* START DATA FOR THIS TASK *

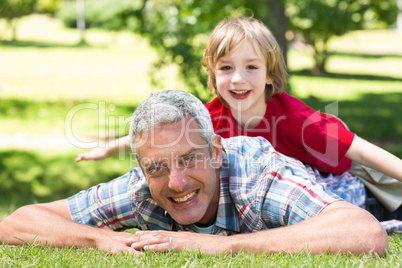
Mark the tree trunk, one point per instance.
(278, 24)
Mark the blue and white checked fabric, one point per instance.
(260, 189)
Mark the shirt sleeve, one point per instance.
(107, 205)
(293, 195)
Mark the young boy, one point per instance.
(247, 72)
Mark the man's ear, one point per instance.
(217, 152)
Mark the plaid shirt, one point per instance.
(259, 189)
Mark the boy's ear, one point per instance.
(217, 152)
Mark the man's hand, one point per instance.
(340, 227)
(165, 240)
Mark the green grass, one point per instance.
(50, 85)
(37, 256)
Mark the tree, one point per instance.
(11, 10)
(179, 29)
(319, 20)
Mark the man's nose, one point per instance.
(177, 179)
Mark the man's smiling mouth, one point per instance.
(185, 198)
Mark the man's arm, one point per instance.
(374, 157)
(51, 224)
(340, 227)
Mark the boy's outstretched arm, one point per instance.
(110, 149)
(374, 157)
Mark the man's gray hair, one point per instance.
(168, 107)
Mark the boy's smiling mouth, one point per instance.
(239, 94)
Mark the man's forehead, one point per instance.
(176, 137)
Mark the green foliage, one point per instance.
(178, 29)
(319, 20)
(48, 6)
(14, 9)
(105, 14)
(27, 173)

* END DATA FOR THIS TASK *
* START DATA FOR THIS TASK *

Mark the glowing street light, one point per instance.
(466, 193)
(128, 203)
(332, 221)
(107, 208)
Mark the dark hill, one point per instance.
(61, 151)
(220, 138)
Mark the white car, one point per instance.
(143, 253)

* END DATA FOR THIS TASK *

EXERCISE OBJECTIVE:
Please tally the lines in the data above that contain the string "white", treating uppercase and lowercase as different, and reply with only that number.

FINAL RESULT:
2